**Your task:**
Can you reproduce the data beneath, keeping every line exact?

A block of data
Begin

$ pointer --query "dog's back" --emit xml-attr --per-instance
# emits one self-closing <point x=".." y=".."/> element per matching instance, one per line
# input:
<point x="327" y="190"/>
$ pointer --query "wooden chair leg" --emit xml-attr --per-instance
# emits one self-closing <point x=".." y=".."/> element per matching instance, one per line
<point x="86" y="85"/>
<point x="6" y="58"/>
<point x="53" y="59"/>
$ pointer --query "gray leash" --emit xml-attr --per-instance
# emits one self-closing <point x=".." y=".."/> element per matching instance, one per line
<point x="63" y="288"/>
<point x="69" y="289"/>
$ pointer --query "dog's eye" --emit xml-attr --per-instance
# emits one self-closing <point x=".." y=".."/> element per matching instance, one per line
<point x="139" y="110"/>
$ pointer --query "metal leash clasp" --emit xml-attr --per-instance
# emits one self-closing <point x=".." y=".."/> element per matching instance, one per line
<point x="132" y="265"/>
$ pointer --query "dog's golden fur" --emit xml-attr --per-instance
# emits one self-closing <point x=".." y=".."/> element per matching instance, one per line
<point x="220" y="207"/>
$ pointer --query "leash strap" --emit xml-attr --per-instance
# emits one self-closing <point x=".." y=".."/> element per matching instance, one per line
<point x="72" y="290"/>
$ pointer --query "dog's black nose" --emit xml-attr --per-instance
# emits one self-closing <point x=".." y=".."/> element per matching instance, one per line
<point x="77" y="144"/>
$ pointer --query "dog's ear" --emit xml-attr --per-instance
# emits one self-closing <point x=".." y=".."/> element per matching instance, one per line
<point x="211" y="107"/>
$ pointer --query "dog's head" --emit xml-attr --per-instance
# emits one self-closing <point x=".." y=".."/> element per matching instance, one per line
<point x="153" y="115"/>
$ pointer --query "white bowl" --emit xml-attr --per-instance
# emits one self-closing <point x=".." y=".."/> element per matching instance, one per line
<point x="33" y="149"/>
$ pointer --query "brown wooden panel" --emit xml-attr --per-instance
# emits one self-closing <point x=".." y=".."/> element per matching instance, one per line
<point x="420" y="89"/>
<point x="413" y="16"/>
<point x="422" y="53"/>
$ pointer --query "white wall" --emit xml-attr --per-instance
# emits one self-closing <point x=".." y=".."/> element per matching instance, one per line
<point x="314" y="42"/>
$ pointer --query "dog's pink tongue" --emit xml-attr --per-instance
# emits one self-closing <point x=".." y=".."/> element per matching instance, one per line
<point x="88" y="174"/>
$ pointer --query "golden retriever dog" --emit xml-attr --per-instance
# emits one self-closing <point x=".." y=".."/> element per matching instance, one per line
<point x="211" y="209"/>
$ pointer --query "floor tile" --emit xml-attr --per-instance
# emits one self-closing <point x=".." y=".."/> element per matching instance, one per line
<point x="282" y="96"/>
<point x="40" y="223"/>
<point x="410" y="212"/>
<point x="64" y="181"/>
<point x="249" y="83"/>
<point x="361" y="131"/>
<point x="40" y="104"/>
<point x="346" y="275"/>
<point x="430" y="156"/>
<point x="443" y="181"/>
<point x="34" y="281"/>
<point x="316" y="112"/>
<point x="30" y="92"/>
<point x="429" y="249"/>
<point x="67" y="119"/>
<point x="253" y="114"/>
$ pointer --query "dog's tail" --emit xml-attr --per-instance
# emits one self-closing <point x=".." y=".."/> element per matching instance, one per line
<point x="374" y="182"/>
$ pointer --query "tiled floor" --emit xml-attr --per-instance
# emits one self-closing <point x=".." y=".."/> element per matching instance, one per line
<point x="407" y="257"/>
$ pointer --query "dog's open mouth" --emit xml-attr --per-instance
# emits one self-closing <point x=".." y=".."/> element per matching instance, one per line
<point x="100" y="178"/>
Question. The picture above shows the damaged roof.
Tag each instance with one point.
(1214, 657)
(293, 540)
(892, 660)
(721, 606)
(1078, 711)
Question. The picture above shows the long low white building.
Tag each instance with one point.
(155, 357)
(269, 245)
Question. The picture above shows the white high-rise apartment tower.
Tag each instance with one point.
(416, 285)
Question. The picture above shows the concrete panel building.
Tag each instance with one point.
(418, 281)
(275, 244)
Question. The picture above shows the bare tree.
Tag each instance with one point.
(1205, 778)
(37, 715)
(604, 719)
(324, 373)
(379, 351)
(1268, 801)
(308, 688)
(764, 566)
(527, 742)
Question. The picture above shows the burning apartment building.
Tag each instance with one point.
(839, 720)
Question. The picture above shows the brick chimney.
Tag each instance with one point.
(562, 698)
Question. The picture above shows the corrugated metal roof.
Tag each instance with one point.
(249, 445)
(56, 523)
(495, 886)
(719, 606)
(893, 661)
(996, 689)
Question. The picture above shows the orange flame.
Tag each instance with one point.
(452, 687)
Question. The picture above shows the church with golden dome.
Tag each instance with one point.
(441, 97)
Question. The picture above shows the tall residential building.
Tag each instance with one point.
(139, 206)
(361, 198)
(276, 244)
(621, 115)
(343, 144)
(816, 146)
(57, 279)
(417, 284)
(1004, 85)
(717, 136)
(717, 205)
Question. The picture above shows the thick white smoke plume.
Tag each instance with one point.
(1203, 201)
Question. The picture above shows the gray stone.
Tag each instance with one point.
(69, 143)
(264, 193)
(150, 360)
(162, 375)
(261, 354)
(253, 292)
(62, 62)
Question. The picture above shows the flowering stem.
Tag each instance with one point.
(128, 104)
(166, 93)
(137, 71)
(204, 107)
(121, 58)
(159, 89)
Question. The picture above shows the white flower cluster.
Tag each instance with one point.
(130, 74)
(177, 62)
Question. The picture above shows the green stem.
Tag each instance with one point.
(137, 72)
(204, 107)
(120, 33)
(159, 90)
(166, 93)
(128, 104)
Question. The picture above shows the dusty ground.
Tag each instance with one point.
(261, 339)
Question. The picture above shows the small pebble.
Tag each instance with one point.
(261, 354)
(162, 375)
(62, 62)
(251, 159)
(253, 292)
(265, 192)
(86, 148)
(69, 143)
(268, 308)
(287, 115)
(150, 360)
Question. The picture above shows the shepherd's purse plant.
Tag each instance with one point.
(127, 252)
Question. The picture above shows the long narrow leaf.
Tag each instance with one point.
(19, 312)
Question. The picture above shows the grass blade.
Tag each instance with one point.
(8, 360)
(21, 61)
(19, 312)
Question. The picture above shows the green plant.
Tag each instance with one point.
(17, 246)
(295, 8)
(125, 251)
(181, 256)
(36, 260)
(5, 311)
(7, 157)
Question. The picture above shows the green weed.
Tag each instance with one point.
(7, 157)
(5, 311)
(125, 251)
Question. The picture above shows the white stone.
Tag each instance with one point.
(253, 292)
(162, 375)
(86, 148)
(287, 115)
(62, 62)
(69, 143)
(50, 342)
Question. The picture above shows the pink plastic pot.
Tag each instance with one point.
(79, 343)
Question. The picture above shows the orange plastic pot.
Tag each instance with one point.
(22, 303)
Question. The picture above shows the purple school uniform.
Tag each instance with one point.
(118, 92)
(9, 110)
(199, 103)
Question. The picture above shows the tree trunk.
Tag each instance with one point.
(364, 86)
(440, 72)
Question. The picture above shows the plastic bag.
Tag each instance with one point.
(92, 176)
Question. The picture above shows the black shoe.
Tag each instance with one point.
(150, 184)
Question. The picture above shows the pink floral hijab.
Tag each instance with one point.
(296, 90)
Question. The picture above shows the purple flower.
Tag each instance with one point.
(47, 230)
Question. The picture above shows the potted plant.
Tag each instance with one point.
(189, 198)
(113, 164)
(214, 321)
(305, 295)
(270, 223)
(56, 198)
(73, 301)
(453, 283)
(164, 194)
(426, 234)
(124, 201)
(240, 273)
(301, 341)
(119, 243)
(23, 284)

End

**Solution below:**
$ pointer --query "dog's back" --emit xml-attr --per-instance
# emits one self-closing <point x=".." y=".."/> element per matching instance, one per line
# input:
<point x="327" y="190"/>
$ pointer --query "wooden chair leg" --emit xml-attr --per-instance
# emits one self-closing <point x=".." y=".."/> element per matching instance, one per line
<point x="86" y="85"/>
<point x="6" y="58"/>
<point x="53" y="59"/>
$ pointer --query "gray leash" --emit xml-attr --per-instance
# emits one self-closing <point x=".." y=".."/> element per matching instance, one per line
<point x="63" y="288"/>
<point x="69" y="289"/>
$ pointer --query "dog's eye" --emit xml-attr --per-instance
# emits one self-closing <point x=".." y=".."/> element per matching instance, one per line
<point x="139" y="110"/>
$ pointer --query "metal leash clasp" --emit xml-attr --per-instance
# emits one self-closing <point x=".." y=".."/> element per matching instance, one per line
<point x="132" y="265"/>
$ pointer --query "dog's golden fur" --emit xml-attr --per-instance
# emits one self-closing <point x=".." y=".."/> element per matching instance, one per line
<point x="220" y="207"/>
$ pointer --query "leash strap" --emit xml-attr --per-instance
# emits one self-closing <point x=".." y=".."/> element per matching instance, one per line
<point x="72" y="290"/>
$ pointer --query "dog's black nose" --emit xml-attr --per-instance
# emits one self-closing <point x=".." y=".."/> element per matching instance, one per line
<point x="77" y="144"/>
$ pointer --query "dog's ear" --emit xml-attr --per-instance
# emits one self-closing <point x=".." y=".."/> element per matching instance, one per line
<point x="211" y="107"/>
$ pointer --query "dog's head" --emit xml-attr --per-instance
# emits one self-closing <point x=".." y=".."/> element per matching instance, one per line
<point x="153" y="115"/>
$ pointer --query "white bowl" --emit xml-attr --per-instance
# emits one self-closing <point x=".." y=".."/> element per matching instance, one per line
<point x="33" y="149"/>
$ pointer --query "brown wooden panel" --emit xml-attr --per-instance
# emits one self-closing <point x=".." y=".."/> element per matching instance, one per line
<point x="420" y="89"/>
<point x="413" y="16"/>
<point x="422" y="53"/>
$ pointer --query "white wall" --emit xml-attr --per-instance
# emits one self-closing <point x=".." y=".."/> element per matching instance, one per line
<point x="314" y="42"/>
$ pointer --query "dog's pink tongue" --emit xml-attr --per-instance
# emits one self-closing <point x=".." y=".."/> element per matching instance, one per line
<point x="88" y="174"/>
$ pointer --query "golden retriever dog" --emit xml-attr --per-instance
# emits one self-closing <point x=".." y=".."/> element per matching instance, one per line
<point x="211" y="209"/>
$ pointer --query "floor tile" --emit xml-attr --per-instance
# emits one self-closing <point x=".." y=".."/> element per matching instance, one per line
<point x="282" y="96"/>
<point x="40" y="223"/>
<point x="410" y="212"/>
<point x="64" y="181"/>
<point x="249" y="83"/>
<point x="361" y="131"/>
<point x="40" y="104"/>
<point x="346" y="275"/>
<point x="430" y="156"/>
<point x="443" y="181"/>
<point x="34" y="281"/>
<point x="316" y="112"/>
<point x="30" y="92"/>
<point x="429" y="249"/>
<point x="67" y="119"/>
<point x="253" y="114"/>
$ pointer --query "dog's tail" --emit xml-attr --per-instance
# emits one self-closing <point x=".." y=".."/> element per matching instance, one per line
<point x="374" y="182"/>
$ pointer --query "tiled floor" --emit xml-attr --per-instance
# emits one self-closing <point x=".." y=".."/> element per matching instance, one per line
<point x="407" y="257"/>
$ pointer --query "dog's open mouth" --emit xml-attr --per-instance
# emits one self-closing <point x=".." y=".."/> element per matching instance, one per line
<point x="100" y="178"/>
Question. The picture above shows the damaged roof.
Tag each instance with one point.
(1214, 657)
(293, 540)
(892, 660)
(721, 606)
(1078, 711)
Question. The picture above shows the long low white building.
Tag each instance with one point.
(155, 357)
(269, 245)
Question. The picture above shows the white high-rise apartment tower.
Tag each instance with one point.
(416, 285)
Question. The picture above shows the concrete panel building.
Tag each instance with one point.
(418, 281)
(275, 244)
Question. The picture above shows the bare tree.
Tag each instance with one point.
(1205, 778)
(37, 715)
(604, 719)
(324, 373)
(379, 351)
(1268, 801)
(308, 688)
(764, 566)
(527, 742)
Question. The picture above shows the burning apartment building.
Tag each instance with one point.
(839, 720)
Question. The picture above shows the brick chimney.
Tag each instance with one point.
(562, 698)
Question. The picture above shows the corrugated metal roof.
Tag each instance with one point.
(249, 445)
(56, 523)
(495, 886)
(719, 606)
(893, 661)
(996, 689)
Question. The picture above shows the orange flame.
Tag each instance with one point.
(452, 687)
Question. The picture above shows the church with golden dome.
Tag each instance with one point.
(441, 97)
Question. The picture above shows the tall residential building.
Tag each instance with one point.
(139, 206)
(361, 198)
(276, 244)
(621, 115)
(343, 144)
(816, 146)
(57, 279)
(417, 284)
(1004, 85)
(717, 136)
(717, 205)
Question. The picture above shows the thick white smoke plume.
Tag each instance with one point.
(1203, 201)
Question. The picture above shows the gray stone.
Tag each instance with one point.
(69, 143)
(264, 193)
(150, 360)
(162, 375)
(261, 354)
(253, 292)
(62, 62)
Question. The picture above shows the flowering stem.
Tag each instance with one point.
(128, 104)
(166, 93)
(137, 71)
(204, 107)
(121, 58)
(159, 89)
Question. The picture above shows the white flower cluster.
Tag each instance with one point.
(130, 74)
(177, 62)
Question. The picture above shows the green stem.
Tag each instance with one point.
(137, 72)
(204, 107)
(120, 33)
(159, 90)
(166, 93)
(128, 104)
Question. The picture above shows the dusty ground.
Tag each instance with one point.
(261, 339)
Question. The picture above shows the small pebble.
Tag each instance with one point.
(261, 354)
(162, 375)
(62, 62)
(251, 159)
(253, 292)
(265, 192)
(86, 148)
(69, 143)
(268, 308)
(287, 115)
(150, 360)
Question. The picture above shows the shepherd's purse plant.
Tag each instance with one point.
(127, 252)
Question. The picture above shows the long narrow leaf.
Tag each instance with one point.
(19, 312)
Question. The picture above shows the grass blade.
Tag each instance with one point.
(8, 360)
(21, 61)
(19, 312)
Question. The picture above shows the green plant.
Tag each instance with one point.
(17, 246)
(295, 8)
(125, 251)
(181, 256)
(36, 260)
(5, 311)
(7, 157)
Question. The picture above shows the green weed.
Tag each instance with one point.
(7, 157)
(5, 311)
(125, 251)
Question. The picture above shows the white stone.
Tag each instance with one point.
(253, 292)
(162, 375)
(86, 148)
(287, 115)
(62, 62)
(69, 143)
(50, 342)
Question. The picture above shows the pink plastic pot.
Tag each instance with one point.
(79, 343)
Question. The picture above shows the orange plastic pot.
Tag each instance with one point.
(22, 303)
Question. The picture above shows the purple school uniform.
Tag each instance with one point.
(118, 92)
(9, 110)
(199, 103)
Question. The picture above shows the tree trunk.
Tag each instance with one point.
(364, 86)
(440, 72)
Question. The picture above shows the plastic bag.
Tag each instance with one point.
(92, 176)
Question. The picture above shows the black shoe.
Tag each instance with one point.
(150, 184)
Question. The picture above shows the pink floral hijab.
Tag each instance with one point.
(296, 90)
Question. The picture above shows the purple flower.
Tag each instance with one point.
(47, 230)
Question. The picture above shows the potted plant.
Tag each instance with one point.
(189, 198)
(113, 164)
(214, 321)
(305, 295)
(270, 223)
(56, 198)
(73, 301)
(453, 283)
(164, 194)
(426, 234)
(124, 201)
(240, 273)
(301, 341)
(119, 243)
(23, 284)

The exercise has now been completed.